Wednesday, July 31, 2013

man is not important

 Why does man think, he is so important that everything that happens on this earth and in this universe has “him” in the center.
From all the evidences and from everything that has happened and happens, one can very clearly see that man is not important. Not just man, no life, nothing on this planet is as important as the man thinks it is.
Whenever anything happens, man blames god, or seeks his help. Why? After all, probably God may just be "man's" own creation! 
You are not important. If anything happens to you, good or bad, it’s because of your will power. So it is you who is important to yourself, and it is you who keeps proving this to yourself. I don’t see anyone or anything else helping you prove this fact that you are important.
This life, this body, this intellect that one has, is not because God was too graceful to grant you with extra mind and skills to survive. It is just a part of evolution. Even if someone starts to explain about the existence of higher realm in the form of extraterrestrials or higher dimensions, I don’t have any interest in believing that it is for or due to us. They are just like us, if they are. 
You are not important. Just like any other solar system or planet which may or may not have life. It is all one and the same.
I know, man is a curious being. But man is not everything and the universe doesn't revolve around him. I just want to request people who try to search any kind of truth, to please seclude yourself from everything around and then make your searches in an unbiased manner. You may find better facts!

Thursday, June 13, 2013

My New Life!

Here I want to share my new life experience:

I was a software engineer and was dreaming of a full fledged career, when I realized that I was not the only one who had control over my life.
It was my mom, designing and deciding what am I gonna do next. Well! so months after months and weeks after weeks, that passed, carried the air of my upcoming life.
Parents found a match for me and I got married.
I never really understood that my whole dream of free and independent life was to be shared with someone, on whom I was going to depend for the rest of my life. Why I say "depend" is because, after marriage I came to a different country(where obviously I wanted to come but through my own efforts), and with that came different forms of dependencies.
Now to explain what those dependencies are/were will need me to explain the nature and position of my husband, and it will be quite a long topic to be discussed. Since I am not going into details right now, I can at least give you the glimpse. My  husband is a loving, protective, fearful and a busy person.
Since in a new country with a new visa status and a lot of new changes including my identity, I became dependent on him. Dependent to him to the extent that even to buy my sandwich I had to look up to him, (because I didn't owned my credit card, and people don't use cash here (its archaic)!)

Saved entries
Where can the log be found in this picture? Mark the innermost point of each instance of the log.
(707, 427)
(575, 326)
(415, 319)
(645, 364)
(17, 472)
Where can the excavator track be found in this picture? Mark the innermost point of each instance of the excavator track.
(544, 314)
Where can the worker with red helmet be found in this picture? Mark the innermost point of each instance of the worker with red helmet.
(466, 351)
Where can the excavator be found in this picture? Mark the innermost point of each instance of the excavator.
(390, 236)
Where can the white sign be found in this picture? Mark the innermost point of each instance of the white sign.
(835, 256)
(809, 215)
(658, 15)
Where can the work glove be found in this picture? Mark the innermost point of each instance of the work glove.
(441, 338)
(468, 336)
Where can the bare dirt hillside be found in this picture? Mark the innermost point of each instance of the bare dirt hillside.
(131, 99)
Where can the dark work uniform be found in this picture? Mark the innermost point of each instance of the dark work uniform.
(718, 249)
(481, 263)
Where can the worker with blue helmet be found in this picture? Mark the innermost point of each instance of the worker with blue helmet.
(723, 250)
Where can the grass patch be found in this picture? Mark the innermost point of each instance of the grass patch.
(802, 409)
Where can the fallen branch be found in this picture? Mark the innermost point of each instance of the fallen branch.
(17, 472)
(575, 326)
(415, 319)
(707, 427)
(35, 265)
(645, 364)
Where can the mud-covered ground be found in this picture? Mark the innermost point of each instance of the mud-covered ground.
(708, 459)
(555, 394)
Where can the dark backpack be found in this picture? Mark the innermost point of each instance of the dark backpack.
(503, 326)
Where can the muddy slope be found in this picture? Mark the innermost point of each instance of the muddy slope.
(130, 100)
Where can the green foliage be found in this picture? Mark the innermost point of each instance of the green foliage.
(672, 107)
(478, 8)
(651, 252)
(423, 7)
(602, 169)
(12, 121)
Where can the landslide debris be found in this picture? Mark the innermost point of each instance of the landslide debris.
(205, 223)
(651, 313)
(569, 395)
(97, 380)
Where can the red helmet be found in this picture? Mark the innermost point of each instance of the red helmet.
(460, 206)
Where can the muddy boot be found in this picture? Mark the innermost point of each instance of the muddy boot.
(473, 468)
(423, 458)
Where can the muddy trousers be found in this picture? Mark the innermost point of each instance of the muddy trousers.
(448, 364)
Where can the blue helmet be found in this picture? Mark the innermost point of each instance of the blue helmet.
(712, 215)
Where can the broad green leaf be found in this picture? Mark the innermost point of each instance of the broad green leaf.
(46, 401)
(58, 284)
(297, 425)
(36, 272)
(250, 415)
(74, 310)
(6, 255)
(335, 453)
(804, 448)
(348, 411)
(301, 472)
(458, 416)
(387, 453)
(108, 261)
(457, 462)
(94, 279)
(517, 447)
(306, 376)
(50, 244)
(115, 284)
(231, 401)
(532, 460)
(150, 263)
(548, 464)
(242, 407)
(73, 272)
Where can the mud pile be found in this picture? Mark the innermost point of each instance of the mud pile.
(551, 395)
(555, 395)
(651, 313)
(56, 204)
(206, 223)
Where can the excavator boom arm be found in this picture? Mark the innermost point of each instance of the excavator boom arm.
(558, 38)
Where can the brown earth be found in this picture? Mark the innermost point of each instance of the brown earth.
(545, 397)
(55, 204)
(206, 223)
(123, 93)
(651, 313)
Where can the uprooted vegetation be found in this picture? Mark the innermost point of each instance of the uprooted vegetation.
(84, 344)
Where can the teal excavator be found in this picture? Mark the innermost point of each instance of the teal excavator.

[TASK SET]
1. According to the blog posts, what was the writer's occupation before getting married?
2. Reproduce the passage of the blog posts starting at "Now to explain" and ending at "here (its archaic)!)".

[RESPONSES IN ORDER]
1. A software engineer.

2.
Now to explain what those dependencies are/were will need me to explain the nature and position of my husband, and it will be quite a long topic to be discussed. Since I am not going into details right now, I can at least give you the glimpse. My  husband is a loving, protective, fearful and a busy person.
Since in a new country with a new visa status and a lot of new changes including my identity, I became dependent on him. Dependent to him to the extent that even to buy my sandwich I had to look up to him, (because I didn't owned my credit card, and people don't use cash here (its archaic)!)